» **BRANO DA LEGGERE**

=-=-=

Si rivela dunque decisiva, nel ragionamento adottato nel decreto impugnato, l’incidenza dell’applicabilità della L. n. 89 del 2001, art. 2, comma 2-sexies, lett. d), nel testo introdotto dalla L. n. 208 del 2015, il quale dispone che si presume insussistente il pregiudizio da irragionevole durata del processo, salvo prova contraria, nel caso di: “(…) perenzione del ricorso ai sensi degli artt. 81 e 82 codice del processo amministrativo, di cui al D.Lgs. 2 luglio 2010, n. 104”.

Le ipotesi considerate nell’elenco di presunzioni di cui alla L. n. 89 del 2001, art. 2, comma 2-sexies, costituiscono prova “completa”, alla quale il giudice di merito può legittimamente ricorrere, anche in via esclusiva, salvo pur sempre il limite della motivazione del proprio convincimento, nonchè quello dell’esame degli eventuali elementi indiziari contrari al fatto ignoto dell’inesistenza del pregiudizio da irragionevole durata del processo, che si pretende legislativamente di desumere tramite l’allestita presunzione.

Al riguardo, peraltro, questa Corte ha messo in evidenza come la L. 28 dicembre 2015, n. 208, art. 1, comma 777, non contemplasse, per le modifiche introdotte dalla sua lett. d, ovvero appunto per l’art. 2-sexies, alcun regime transitorio, come invece stabilito dalla lett. m), intervenendo sulla L. n. 89 del 2001, art. 6 (cfr. in tal senso Cass., Sez. 6 -2, 26/01/2017, n. 2026).

La norma in esame è dunque entrata in vigore il 1 gennaio 2016 (L. 28 dicembre 2015, n. 208, art. 1, comma 999).

=-=-=

» **MATERIALE**

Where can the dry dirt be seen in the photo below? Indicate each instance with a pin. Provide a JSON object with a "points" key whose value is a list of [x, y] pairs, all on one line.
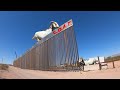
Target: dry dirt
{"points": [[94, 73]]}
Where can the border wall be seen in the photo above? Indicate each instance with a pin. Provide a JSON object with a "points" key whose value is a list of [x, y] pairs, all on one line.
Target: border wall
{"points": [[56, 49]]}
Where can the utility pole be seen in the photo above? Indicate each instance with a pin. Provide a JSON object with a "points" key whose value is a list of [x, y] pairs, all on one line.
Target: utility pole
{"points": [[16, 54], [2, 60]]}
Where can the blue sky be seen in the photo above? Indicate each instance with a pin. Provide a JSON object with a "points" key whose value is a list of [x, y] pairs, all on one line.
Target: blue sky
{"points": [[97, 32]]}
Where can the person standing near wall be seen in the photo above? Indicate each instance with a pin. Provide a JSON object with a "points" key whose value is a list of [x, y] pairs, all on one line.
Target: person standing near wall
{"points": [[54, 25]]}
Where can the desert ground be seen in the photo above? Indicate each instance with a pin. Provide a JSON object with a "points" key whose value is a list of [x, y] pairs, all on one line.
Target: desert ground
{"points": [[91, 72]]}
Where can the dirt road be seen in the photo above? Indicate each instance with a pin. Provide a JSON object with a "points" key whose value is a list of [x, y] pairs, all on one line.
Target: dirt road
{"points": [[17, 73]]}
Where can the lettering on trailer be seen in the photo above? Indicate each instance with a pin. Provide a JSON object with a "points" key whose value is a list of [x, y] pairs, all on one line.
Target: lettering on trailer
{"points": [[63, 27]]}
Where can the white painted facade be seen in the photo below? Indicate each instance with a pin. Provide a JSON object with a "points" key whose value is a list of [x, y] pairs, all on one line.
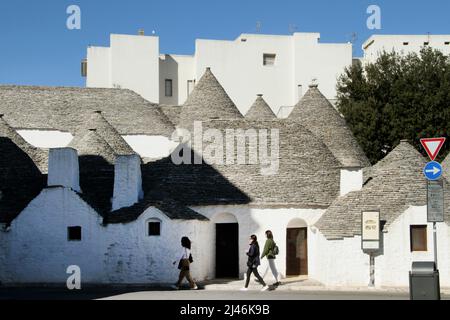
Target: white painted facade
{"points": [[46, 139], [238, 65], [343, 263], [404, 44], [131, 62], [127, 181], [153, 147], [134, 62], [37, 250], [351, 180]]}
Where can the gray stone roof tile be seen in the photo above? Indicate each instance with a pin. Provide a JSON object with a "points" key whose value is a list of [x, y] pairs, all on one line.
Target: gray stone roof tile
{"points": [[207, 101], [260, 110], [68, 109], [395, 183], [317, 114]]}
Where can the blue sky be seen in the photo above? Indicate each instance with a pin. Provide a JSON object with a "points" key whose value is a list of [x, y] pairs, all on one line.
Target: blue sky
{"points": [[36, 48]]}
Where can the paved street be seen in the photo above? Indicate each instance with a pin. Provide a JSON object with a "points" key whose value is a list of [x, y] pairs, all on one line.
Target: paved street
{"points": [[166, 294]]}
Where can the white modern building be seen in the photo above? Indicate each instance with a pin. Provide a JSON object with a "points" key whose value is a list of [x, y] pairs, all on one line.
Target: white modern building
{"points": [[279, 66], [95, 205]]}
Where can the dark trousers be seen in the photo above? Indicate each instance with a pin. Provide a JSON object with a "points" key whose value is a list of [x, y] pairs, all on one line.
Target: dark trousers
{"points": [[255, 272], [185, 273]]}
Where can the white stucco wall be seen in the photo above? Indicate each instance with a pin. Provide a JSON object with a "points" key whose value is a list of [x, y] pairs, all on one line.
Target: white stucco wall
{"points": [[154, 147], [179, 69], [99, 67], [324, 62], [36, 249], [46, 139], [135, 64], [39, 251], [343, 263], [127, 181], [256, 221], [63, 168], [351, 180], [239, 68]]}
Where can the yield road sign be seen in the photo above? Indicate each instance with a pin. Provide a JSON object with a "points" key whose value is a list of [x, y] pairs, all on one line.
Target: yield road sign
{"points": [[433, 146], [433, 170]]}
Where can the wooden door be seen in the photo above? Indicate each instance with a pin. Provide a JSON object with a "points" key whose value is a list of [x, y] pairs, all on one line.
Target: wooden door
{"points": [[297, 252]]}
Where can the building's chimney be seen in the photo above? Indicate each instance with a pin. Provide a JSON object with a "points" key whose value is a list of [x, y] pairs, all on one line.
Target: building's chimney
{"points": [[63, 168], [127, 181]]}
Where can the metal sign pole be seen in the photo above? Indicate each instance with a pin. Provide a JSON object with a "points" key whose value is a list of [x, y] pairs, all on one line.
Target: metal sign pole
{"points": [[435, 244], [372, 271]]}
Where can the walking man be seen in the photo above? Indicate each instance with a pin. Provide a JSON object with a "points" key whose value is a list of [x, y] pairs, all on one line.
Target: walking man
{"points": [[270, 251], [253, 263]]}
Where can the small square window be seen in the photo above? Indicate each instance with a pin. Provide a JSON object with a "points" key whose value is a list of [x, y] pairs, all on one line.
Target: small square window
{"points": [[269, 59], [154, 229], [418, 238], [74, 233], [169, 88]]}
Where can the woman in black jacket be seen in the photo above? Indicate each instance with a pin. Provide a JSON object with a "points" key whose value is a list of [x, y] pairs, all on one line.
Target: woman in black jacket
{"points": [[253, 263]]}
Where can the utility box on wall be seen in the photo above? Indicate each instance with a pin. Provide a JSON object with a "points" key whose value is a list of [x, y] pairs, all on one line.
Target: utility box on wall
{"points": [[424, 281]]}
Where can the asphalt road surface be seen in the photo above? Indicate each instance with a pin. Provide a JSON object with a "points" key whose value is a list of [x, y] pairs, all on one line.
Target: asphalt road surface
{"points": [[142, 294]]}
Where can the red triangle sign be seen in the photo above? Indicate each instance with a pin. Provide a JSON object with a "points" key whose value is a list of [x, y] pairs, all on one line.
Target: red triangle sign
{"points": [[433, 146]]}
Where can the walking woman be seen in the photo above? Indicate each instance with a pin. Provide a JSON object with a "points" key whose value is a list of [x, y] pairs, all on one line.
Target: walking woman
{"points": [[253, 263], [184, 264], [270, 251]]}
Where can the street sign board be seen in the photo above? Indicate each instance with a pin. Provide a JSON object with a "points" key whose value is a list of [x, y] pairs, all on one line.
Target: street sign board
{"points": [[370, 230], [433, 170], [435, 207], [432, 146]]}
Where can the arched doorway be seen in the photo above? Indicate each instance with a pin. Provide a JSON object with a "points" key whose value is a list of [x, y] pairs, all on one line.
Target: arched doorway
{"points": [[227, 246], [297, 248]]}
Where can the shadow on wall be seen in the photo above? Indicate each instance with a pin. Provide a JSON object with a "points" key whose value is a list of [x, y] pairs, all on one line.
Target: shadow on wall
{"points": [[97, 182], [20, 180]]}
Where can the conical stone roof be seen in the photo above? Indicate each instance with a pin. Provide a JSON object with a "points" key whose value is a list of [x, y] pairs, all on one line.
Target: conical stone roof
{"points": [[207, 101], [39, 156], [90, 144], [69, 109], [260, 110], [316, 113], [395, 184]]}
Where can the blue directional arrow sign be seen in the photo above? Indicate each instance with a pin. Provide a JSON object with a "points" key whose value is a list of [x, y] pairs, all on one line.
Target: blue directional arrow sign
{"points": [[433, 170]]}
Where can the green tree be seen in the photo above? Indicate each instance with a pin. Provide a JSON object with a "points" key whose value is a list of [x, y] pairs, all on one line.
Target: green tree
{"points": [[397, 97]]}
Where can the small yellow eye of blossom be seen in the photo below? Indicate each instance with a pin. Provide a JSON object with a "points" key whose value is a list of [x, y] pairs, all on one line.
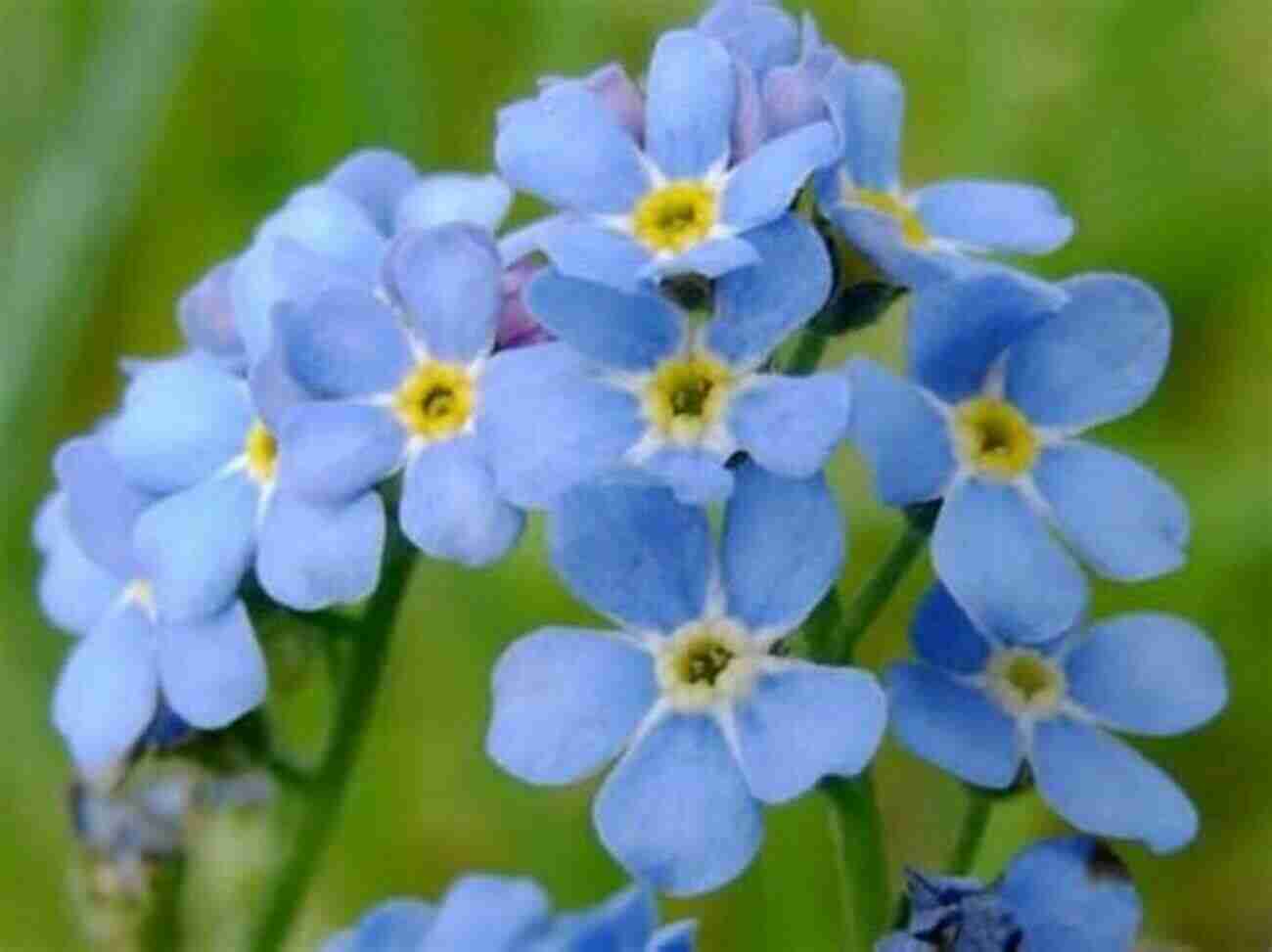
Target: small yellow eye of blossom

=-=-=

» **CONSEGNA A**
Indica se ciascuna affermazione concorda con il brano sulla legge n. 89 del 2001, rispondendo sì o no e citando alla lettera le parole decisive: (i) la norma in esame è entrata in vigore il 1 gennaio 2016; (ii) la L. n. 208 del 2015 prevedeva un regime transitorio per le modifiche introdotte dalla lett. d; (iii) il giudice di merito può ricorrere alle presunzioni dell’art. 2, comma 2-sexies, anche in via esclusiva.
» **CONSEGNA B**
Per favore, rispondi a queste domande sul brano sulla legge n. 89 del 2001, una per riga:
(i) In quale caso la lett. d) presume insussistente il pregiudizio da irragionevole durata del processo?
(ii) Quale pronuncia della Corte di cassazione viene citata?
(iii) Quale disposizione fissa l’entrata in vigore della norma?
» **CONSEGNA C**
Scrivi il seguito del brano sulla legge n. 89 del 2001, ripartendo subito dopo la sua ultima frase.
Le righe riportate sopra sono materiale a sé, distinto dal brano.

» **RISPOSTA SCRITTA A**
(i) Sì: "La norma in esame è dunque entrata in vigore il 1 gennaio 2016".
(ii) No: "non contemplasse, per le modifiche introdotte dalla sua lett. d, ovvero appunto per l’art. 2-sexies, alcun regime transitorio".
(iii) Sì: "alla quale il giudice di merito può legittimamente ricorrere, anche in via esclusiva".

» **RISPOSTA SCRITTA B**
(i) Nel caso di perenzione del ricorso ai sensi degli artt. 81 e 82 del codice del processo amministrativo, di cui al D.Lgs. 2 luglio 2010, n. 104.
(ii) Cass., Sez. 6-2, 26/01/2017, n. 2026.
(iii) La L. 28 dicembre 2015, n. 208, art. 1, comma 999.

» **RISPOSTA SCRITTA C**
Secondo consolidati principi giurisprudenziali (a far tempo quanto meno da Cass. Sez. U, 12/12/1967, n. 2926) il principio dell’irretroattività della legge comporta che la legge nuova non possa essere applicata, oltre che ai rapporti giuridici esauriti prima della sua entrata in vigore, a quelli sorti anteriormente ed ancora in vita, se in tal modo si disconoscano gli effetti già verificatisi del fatto passato o si venga a togliere efficacia, in tutto o in parte, alle conseguenze attuali e future di esso. Lo stesso principio implica, invece, che la legge nuova possa essere applicata ai fatti, agli status e alle situazioni esistenti o sopravvenute alla data della sua entrata in vigore, ancorchè conseguenti ad un fatto passato, quando essi, ai fini della disciplina disposta dalla nuova legge, debbano essere presi in considerazione in se stessi, prescindendosi completamente dal collegamento con il fatto che li ha generati, in modo che resti escluso che, attraverso tale applicazione, sia modificata la disciplina giuridica del fatto generatore.

La L. n. 89 del 2001, art. 2, comma 2-sexies, lett. d), ha inciso, in particolare, sulla disciplina del riparto dell’onere della prova, con riferimento al presupposto per la sussistenza del pregiudizio: da irragionevole durata del processo, nel senso di contemplare una presunzione iuris tantum di disinteresse della parte a coltivare il processo in caso di perenzione del ricorso ai sensi degli artt. 81 e 82 codice del processo amministrativo (ovvero, come avvenuto nella specie, agli effetti del D.Lgs. 2 luglio 2010, n. 104, art. 1 all. 3). E’ stata così posta, in favore dell’Amministrazione, in vista della statuizione giudiziale, una più favorevole presunzione legale relativa rispetto al quadro legislativo previgente, che non può trovare applicazione unicamente nei processi di equa riparazione già iniziati al momento dell’entrata in vigore della nuova regolamentazione.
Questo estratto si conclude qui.